Location identification items

- - - - -

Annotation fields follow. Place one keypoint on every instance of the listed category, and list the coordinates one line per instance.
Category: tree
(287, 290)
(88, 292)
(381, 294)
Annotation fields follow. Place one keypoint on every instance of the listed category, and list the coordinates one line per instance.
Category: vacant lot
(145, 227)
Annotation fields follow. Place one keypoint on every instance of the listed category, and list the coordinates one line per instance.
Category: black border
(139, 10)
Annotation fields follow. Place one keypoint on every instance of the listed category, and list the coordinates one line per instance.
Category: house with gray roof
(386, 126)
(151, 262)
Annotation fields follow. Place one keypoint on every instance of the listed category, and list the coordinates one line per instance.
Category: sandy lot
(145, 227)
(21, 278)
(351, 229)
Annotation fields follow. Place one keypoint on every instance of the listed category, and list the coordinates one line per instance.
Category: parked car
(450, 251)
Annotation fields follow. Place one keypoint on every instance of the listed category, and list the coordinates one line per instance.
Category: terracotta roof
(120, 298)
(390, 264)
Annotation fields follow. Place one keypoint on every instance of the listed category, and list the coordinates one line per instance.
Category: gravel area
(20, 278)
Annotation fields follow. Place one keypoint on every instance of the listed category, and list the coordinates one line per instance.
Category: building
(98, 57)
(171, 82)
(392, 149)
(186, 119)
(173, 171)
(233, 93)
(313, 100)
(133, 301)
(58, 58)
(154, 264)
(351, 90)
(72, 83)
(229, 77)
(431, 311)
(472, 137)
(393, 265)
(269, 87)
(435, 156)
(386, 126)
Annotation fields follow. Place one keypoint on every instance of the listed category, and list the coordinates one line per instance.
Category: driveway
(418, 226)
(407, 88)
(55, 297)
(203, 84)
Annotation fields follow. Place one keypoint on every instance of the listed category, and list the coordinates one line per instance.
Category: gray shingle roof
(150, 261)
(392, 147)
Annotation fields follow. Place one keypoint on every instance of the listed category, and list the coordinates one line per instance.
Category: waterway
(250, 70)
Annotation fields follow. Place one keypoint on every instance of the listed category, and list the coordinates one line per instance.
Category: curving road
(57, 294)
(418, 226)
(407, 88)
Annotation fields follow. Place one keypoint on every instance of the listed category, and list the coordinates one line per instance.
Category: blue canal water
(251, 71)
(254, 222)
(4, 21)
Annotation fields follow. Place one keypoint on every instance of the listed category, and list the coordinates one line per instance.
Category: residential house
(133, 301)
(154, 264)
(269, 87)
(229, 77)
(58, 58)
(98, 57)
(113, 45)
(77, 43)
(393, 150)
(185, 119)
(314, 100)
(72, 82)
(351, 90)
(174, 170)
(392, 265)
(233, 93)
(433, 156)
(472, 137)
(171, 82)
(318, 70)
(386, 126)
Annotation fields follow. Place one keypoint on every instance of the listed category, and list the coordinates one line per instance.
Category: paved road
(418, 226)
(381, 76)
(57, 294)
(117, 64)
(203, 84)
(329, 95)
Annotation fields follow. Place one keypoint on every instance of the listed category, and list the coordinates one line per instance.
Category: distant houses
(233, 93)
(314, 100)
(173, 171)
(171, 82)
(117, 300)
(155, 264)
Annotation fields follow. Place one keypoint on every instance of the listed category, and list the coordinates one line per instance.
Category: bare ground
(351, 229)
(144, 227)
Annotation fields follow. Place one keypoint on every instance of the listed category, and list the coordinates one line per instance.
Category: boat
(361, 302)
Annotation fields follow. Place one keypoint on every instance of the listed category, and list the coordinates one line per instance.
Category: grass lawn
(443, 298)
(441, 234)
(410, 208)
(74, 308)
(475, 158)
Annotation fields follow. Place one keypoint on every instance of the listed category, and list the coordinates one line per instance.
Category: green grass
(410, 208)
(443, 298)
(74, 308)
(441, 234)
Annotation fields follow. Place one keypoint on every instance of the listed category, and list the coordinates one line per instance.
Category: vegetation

- - - - -

→ **Your task**
Transcribe the entire listing above precisely.

→ **Response to the exercise**
Annotation fields follow. Place one keypoint on every instance of the listed category, and list the coordinates one line per instance.
Category: tree
(287, 290)
(88, 292)
(381, 294)
Annotation fields follow. Place one keypoint on every instance of the listed category, and list the coordinates one line per instance.
Category: vacant lot
(145, 227)
Annotation fields follow. Place one keypoint on every instance of the listed category, and list the coordinates one line per instance.
Category: black border
(139, 10)
Annotation fields follow. Place one keypoint on every instance of the listed category, and list the coordinates one line per instance.
Category: house with gray roof
(386, 126)
(151, 262)
Annotation fields follow. Place one keypoint on every instance of the listed category, and list the coordinates one line per instance.
Category: sandy lot
(145, 227)
(21, 278)
(351, 229)
Annotation fields follow. Place one keypoint on every instance of the listed category, and list the coordinates one line per instance.
Category: parked car
(450, 251)
Annotation fields follow. Place one keypoint on every instance of the listed category, and list the coordinates one line per instance.
Category: terracotta roof
(120, 298)
(390, 264)
Annotation fields follow. Place one keypoint on every instance of the listed category, and list the coordinates one line per instance.
Category: gravel area
(20, 278)
Annotation fields follow. Place one keypoint on every instance of the listed category, and list the coordinates one line per instance.
Category: building
(98, 57)
(171, 82)
(392, 149)
(186, 119)
(173, 171)
(233, 93)
(313, 100)
(133, 301)
(58, 58)
(154, 264)
(351, 90)
(72, 83)
(229, 77)
(431, 311)
(472, 137)
(393, 265)
(269, 87)
(435, 156)
(386, 126)
Annotation fields follow. Place one keypoint on every instance of the listed category, and list the coordinates one line per instance.
Category: driveway
(418, 226)
(407, 88)
(55, 297)
(203, 84)
Annotation fields follow. Place one keypoint on every instance of the listed category, and list the coordinates one line per instance.
Category: gray shingle roof
(150, 261)
(392, 147)
Annotation fields follow. Place one keypoint on every instance of the listed category, and list the coordinates one line per instance.
Category: waterway
(250, 70)
Annotation fields follow. Place one keypoint on every instance of the listed category, and list the coordinates one line per instance.
Category: curving road
(57, 294)
(418, 226)
(407, 88)
Annotation fields follow. Place one keypoint on every instance of the listed category, and list the coordinates one line per instance.
Category: blue canal water
(251, 71)
(254, 222)
(4, 21)
Annotation fields follow. Place one keypoint on every instance of the listed category, and list the coordinates one line per instance.
Category: residential house
(133, 301)
(154, 264)
(269, 87)
(229, 77)
(58, 58)
(98, 57)
(113, 45)
(77, 43)
(393, 150)
(185, 119)
(314, 100)
(72, 82)
(351, 90)
(174, 170)
(392, 265)
(233, 93)
(433, 156)
(472, 137)
(171, 82)
(318, 70)
(386, 126)
Annotation fields follow. Place one keypoint on every instance of the listed category, and list the coordinates one line per instance.
Category: paved road
(418, 226)
(381, 76)
(57, 294)
(117, 64)
(203, 84)
(329, 95)
Annotation fields follow. Place one keypoint on every instance of the listed category, and list the coordinates one line per instance.
Category: distant houses
(233, 93)
(314, 100)
(173, 171)
(171, 82)
(117, 300)
(155, 264)
Annotation fields follow. Place one keypoint on every instance of the listed category, and list the coordinates one line per instance.
Category: bare ground
(351, 229)
(144, 227)
Annotation fields follow. Place one keypoint on every instance of the listed category, and list the coordinates one line per instance.
Category: boat
(361, 302)
Annotation fields follow. Place one keypoint on every instance of the listed category, and list the coordinates one line per instance.
Category: grass lawn
(443, 298)
(441, 234)
(410, 208)
(74, 308)
(475, 158)
Annotation fields follow. Place one keypoint on every instance of the listed category, and list the coordinates one line per instance.
Category: green grass
(410, 208)
(443, 298)
(74, 308)
(441, 234)
Annotation fields follow. Place one keypoint on every instance of the listed category, and list the coordinates one line per instance.
Category: vegetation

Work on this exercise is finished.